**Perintah A:** Pilih setiap baris catatan di bawah yang memuat kata "hand". Huruf besar dan kecil dibedakan.

**Bagian Teks:**
Waktu makan malam tiba. Wah, jujur, ini baru pengalaman pertamaku makan satu meja dengan seorang uskup. Saat ini juga pertama kalinya diundang makan oleh seorang uskup. Bahkan, dengan Uskup Agung Jakarta saja aku belum pernah terlibat satu acara bersama dan melakukan kontak sampai sedekat ini. Di zaman facebook dan twitter ini, ternyata masih ada pemuka agama yang se-easy going ini! Umm.. menanggapi semua ini, analisisku sederhana saja. Di wilayah Sintang dan sekitarnya, gereja dan kelembagaannya memang sangat mengakar di masyarakatnya. Gereja dan lembaganya ‘membumi’ tumbuh di sisi dan bersama masyarakat, kental mewarnai dinamika sosial dan budayanya. Beda dengan di Jakarta, organisasi agama seperti gereja merupakan satu bagian dalam satu mangkuk besar yang saling tak bercampur, terhimpit di antara kerasnya pembangunan dan kesenjangan sosial, dan tercampur dengan bumbu terkotak-kotaknya elemen-elemen masyarakat yang beragam identitasnya, dari suku, agama, golongan, dsb.
Setelah makan malam selesai disantap, obrolan dengan Sang Uskup Sintang mulai mengalir, sebebas itu mengalir tanpa ada gap bahwa ia jauh lebih tua dan merupakan pemimpin umat, sementara kami hanya orang awam…
Ya, Mgr. Agustinus Agus, Pr.. Mgr ialah singkatan dari Monsigneur, terjemahan harafiahnya “bapaku,” “tuanku,” gelar yang biasa dikenakan untuk Uskup. Pr. Ialah singkatan dari Praja, atau biasa dikenal dengan “diosesan,” (Eng: diocesan) salah satu tarekat imam biarawan Kristen). Beliau telah menjabat sebagai uskup selama 15 tahun lebih. Beliau dilantik menjadi uskup pada akhir tahun 1995. Beliau sendiri merupakan putra asli daerah Sintang, sehingga sangat mengenal daerah Sintang dan sekitarnya. Keuskupan Sintang, yang ia kepalai saat ini, mencakup wilayah di tiga kabupaten, yaitu Sintang, Melawi dan Kapuas Hulu. Wilayah keuskupan tersebut jika dihitung sampai 65.000 km2! Bahkan itu lebih luas dari Provinsi Jawa Timur yang hanya 46.500 km2! Ada ratusan paroki gereja Katolik yang berada di wilayah administrasinya, dari yang kota hingga yang pelosok-pelosok.
Pembicaraan kian menghangat ketika kuangkat kata kunci “perbatasan” pada ‘obrolan’ dengan beliau. Ya, wilayah keuskupan Sintang memang berbatasan langsung dengan Negara Bagian Serawak, Malaysia Timur. Wilayah keuskupan Sintang berbatasan darat dengan Serawak di dua kabupaten, yaitu Sintang dan Kapuas Hulu.

Cuplikan dataset penunjukan:
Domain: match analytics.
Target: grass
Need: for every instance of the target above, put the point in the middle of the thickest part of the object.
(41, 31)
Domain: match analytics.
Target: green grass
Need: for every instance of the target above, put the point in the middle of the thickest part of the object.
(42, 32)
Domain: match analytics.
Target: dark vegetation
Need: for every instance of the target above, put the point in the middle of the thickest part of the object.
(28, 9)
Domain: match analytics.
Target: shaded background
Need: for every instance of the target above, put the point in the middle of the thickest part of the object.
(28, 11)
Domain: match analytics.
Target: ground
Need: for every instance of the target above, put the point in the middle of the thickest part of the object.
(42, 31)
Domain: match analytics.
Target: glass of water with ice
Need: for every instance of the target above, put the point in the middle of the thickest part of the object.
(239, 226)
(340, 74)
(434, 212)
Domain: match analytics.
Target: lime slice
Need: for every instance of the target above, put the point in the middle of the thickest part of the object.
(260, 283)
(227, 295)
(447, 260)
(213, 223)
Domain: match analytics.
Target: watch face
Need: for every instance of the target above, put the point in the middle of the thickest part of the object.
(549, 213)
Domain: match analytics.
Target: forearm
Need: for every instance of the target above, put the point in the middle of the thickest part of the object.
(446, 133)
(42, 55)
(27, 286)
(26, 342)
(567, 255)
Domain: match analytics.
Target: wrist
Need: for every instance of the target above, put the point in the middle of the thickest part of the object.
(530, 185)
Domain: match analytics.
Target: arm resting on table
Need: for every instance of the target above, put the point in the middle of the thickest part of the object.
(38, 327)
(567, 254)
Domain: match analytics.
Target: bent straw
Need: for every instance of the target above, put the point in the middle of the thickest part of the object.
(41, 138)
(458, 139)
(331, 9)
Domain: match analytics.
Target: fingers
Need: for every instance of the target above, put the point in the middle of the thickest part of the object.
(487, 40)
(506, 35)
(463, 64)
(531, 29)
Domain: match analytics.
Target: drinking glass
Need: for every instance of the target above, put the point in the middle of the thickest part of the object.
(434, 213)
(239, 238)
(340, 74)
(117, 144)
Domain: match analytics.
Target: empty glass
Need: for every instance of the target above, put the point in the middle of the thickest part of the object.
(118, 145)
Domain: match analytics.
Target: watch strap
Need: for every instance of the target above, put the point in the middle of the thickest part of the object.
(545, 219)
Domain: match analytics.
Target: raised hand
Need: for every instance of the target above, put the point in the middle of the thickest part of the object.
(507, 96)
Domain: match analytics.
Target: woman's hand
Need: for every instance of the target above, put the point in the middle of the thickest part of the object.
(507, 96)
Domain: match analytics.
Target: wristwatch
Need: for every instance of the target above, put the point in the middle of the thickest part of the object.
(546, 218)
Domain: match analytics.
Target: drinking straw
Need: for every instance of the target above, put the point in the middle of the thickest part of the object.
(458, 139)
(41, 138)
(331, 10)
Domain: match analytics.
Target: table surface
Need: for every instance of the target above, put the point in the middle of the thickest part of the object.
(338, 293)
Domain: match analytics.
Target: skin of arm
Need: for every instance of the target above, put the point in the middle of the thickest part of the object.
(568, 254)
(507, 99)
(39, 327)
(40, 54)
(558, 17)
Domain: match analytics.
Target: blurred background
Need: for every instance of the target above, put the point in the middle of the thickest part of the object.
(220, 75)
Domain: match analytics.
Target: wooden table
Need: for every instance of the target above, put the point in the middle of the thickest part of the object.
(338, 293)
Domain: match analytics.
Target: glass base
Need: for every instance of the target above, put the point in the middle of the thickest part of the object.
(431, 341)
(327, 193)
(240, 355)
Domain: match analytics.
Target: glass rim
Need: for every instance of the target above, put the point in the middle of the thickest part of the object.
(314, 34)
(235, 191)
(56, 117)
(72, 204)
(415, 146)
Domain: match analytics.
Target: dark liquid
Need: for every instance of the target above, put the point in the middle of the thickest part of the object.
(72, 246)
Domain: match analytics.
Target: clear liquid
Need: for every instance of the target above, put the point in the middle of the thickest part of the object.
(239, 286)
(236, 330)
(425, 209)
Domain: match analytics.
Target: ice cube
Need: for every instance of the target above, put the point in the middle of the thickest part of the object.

**Perintah B:** Ulangi persis bagian teks tentang Uskup Sintang di atas, mulai dari "Pembicaraan kian menghangat" sampai dengan "Sintang dan Kapuas Hulu.".

**Jawaban Benar A:**
Target: raised hand
Target: woman's hand

**Jawaban Benar B:**
Pembicaraan kian menghangat ketika kuangkat kata kunci “perbatasan” pada ‘obrolan’ dengan beliau. Ya, wilayah keuskupan Sintang memang berbatasan langsung dengan Negara Bagian Serawak, Malaysia Timur. Wilayah keuskupan Sintang berbatasan darat dengan Serawak di dua kabupaten, yaitu Sintang dan Kapuas Hulu.